» Source document:

==================================================

NAME | SYNOPSIS | DESCRIPTION | RETURN VALUE | ERRORS | CONFORMING TO | NOTES | SEE ALSO | COLOPHON

IOCTL(2)                  Linux Programmer's Manual                 IOCTL(2)

NAME         top

       ioctl - control device

SYNOPSIS         top

       #include <sys/ioctl.h>

       int ioctl(int fd, unsigned long request, ...);

DESCRIPTION         top

       The ioctl() system call manipulates the underlying device parameters
       of special files.  In particular, many operating characteristics of
       character special files (e.g., terminals) may be controlled with
       ioctl() requests.  The argument fd must be an open file descriptor.

       The second argument is a device-dependent request code.  The third
       argument is an untyped pointer to memory.  It's traditionally char
       *argp (from the days before void * was valid C), and will be so named
       for this discussion.

       An ioctl() request has encoded in it whether the argument is an in
       parameter or out parameter, and the size of the argument argp in
       bytes.  Macros and defines used in specifying an ioctl() request are
       located in the file <sys/ioctl.h>.  See NOTES.

==================================================

» Data lines:
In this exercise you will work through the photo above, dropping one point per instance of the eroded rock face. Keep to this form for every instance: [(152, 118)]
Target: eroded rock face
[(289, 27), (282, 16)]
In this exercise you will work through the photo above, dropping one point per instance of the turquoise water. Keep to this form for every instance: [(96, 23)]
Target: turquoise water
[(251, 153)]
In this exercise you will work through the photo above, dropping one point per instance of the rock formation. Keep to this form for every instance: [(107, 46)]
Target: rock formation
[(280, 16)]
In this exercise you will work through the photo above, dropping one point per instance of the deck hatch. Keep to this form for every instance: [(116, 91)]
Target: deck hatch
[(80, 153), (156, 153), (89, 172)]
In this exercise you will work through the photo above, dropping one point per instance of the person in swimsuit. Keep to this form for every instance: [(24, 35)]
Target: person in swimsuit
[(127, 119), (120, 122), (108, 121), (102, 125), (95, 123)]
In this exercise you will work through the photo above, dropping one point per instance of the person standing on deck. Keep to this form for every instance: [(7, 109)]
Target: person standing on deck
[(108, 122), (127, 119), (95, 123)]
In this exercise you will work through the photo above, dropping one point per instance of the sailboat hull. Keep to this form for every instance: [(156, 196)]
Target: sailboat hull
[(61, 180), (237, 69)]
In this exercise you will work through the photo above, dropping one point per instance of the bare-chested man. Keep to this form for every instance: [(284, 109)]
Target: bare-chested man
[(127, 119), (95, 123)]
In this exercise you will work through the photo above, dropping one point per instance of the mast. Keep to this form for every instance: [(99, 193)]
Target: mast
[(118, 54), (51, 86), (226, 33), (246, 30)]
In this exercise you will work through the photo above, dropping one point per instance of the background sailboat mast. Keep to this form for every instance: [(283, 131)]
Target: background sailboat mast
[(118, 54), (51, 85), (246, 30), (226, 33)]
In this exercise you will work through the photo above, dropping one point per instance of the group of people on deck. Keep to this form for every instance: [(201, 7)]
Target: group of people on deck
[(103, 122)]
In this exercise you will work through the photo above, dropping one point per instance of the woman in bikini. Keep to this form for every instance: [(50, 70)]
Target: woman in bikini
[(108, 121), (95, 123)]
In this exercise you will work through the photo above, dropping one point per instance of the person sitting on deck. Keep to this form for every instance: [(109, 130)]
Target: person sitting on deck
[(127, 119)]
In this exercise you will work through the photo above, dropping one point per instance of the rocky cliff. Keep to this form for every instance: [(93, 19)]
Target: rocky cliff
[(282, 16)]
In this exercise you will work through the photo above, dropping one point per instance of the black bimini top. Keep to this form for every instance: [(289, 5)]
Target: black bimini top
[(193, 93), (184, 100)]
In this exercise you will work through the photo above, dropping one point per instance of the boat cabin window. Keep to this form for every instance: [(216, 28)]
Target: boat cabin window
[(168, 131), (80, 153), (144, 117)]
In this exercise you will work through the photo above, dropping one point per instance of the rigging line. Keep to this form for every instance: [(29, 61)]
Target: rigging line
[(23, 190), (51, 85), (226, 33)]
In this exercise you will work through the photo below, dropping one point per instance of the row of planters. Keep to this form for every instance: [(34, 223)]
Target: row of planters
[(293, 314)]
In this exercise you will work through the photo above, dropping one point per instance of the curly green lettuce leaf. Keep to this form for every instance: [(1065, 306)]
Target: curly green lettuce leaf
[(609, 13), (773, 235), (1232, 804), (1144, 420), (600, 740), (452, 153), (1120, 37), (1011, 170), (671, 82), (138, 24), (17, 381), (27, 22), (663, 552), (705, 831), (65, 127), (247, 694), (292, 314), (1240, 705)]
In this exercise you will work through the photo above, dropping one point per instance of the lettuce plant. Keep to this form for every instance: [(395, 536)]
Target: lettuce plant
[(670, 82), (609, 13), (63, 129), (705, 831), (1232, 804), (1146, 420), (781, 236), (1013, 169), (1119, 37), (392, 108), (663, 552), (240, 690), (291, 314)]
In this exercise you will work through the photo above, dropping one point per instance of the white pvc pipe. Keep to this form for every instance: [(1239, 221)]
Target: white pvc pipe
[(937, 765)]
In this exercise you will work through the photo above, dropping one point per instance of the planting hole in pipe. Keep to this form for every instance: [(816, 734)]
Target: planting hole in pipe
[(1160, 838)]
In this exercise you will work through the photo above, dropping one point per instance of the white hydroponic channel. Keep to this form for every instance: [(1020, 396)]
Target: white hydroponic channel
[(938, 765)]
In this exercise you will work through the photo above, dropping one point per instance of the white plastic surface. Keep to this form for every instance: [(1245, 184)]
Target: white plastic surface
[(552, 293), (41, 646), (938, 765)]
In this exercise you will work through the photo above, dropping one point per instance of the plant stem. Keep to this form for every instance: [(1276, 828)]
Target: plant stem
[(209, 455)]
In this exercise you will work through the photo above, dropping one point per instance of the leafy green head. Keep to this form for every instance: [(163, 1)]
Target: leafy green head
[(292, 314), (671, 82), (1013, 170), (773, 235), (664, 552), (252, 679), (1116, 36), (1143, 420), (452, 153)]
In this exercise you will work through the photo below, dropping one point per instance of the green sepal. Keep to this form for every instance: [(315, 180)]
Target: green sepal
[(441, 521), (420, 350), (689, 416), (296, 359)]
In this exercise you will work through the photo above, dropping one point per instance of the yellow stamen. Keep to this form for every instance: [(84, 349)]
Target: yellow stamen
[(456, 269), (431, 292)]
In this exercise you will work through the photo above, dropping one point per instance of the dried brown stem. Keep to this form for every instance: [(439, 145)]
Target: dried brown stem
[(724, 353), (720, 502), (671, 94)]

==================================================

» Exercise set:
#1 In the ioctl manual page, which file holds the macros and defines used in specifying an ioctl() request?
#2 Extend the ioctl manual page beyond its last sentence in the same style.
The records come from a separate source from the ioctl manual page.

» Results in order:
#1 They are located in the file <sys/ioctl.h>.

#2
RETURN VALUE         top

       Usually, on success zero is returned.  A few ioctl() requests use the
       return value as an output parameter and return a nonnegative value on
       success.  On error, -1 is returned, and errno is set appropriately.

ERRORS         top

       EBADF  fd is not a valid file descriptor.

       EFAULT argp references an inaccessible memory area.

       EINVAL request or argp is not valid.

       ENOTTY fd is not associated with a character special device.

       ENOTTY The specified request does not apply to the kind of object
              that the file descriptor fd references.

CONFORMING TO         top

       No single standard.  Arguments, returns, and semantics of ioctl()
       vary according to the device driver in question (the call is used as
       a catch-all for operations that don't cleanly fit the UNIX stream I/O
       model).

       The ioctl() system call appeared in Version 7 AT&T UNIX.

NOTES         top

       In order to use this call, one needs an open file descriptor.  Often
       the open(2) call has unwanted side effects, that can be avoided under
       Linux by giving it the O_NONBLOCK flag.

   ioctl structure
       Ioctl command values are 32-bit constants.  In principle these
       constants are completely arbitrary, but people have tried to build
       some structure into them.

       The old Linux situation was that of mostly 16-bit constants, where
       the last byte is a serial number, and the preceding byte(s) give a
       type indicating the driver.  Sometimes the major number was used:
       0x03 for the HDIO_* ioctls, 0x06 for the LP* ioctls.  And sometimes
       one or more ASCII letters were used.  For example, TCGETS has value
       0x00005401, with 0x54 = 'T' indicating the terminal driver, and
       CYGETTIMEOUT has value 0x00435906, with 0x43 0x59 = 'C' 'Y'
       indicating the cyclades driver.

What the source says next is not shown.